■ **DATASET RECORDS**:
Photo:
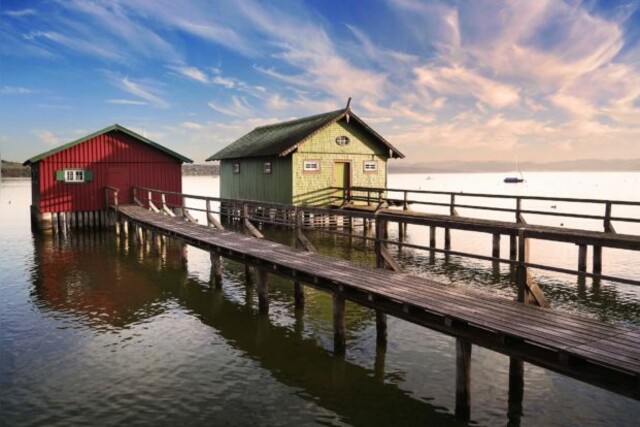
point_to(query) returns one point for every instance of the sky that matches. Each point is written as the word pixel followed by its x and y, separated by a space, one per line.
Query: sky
pixel 482 80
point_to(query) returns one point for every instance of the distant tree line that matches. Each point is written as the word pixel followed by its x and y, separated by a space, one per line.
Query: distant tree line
pixel 14 170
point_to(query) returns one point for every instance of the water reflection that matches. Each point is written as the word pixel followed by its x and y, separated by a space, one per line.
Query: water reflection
pixel 110 284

■ **INSTRUCTION**: Without including any pictures, please restate all the records exactly.

■ **RIGHT ANSWER**:
Photo:
point_to(query) returns one point for every instance of the sky that matches. Each point is written as the word pixel followed by its x and y, separated by a space, one per line.
Query: sky
pixel 482 80
point_to(query) returns one point for every instance of the distant tree line that matches. Each point is written as the word pixel followed by its x and y, separated by a space, one per line.
Query: distant tree line
pixel 14 170
point_to(query) returns one point for every instance of the water reflection that matches. Each point is written as the word pixel followed by its x and y, separated by a space, one per line.
Query: water reflection
pixel 110 284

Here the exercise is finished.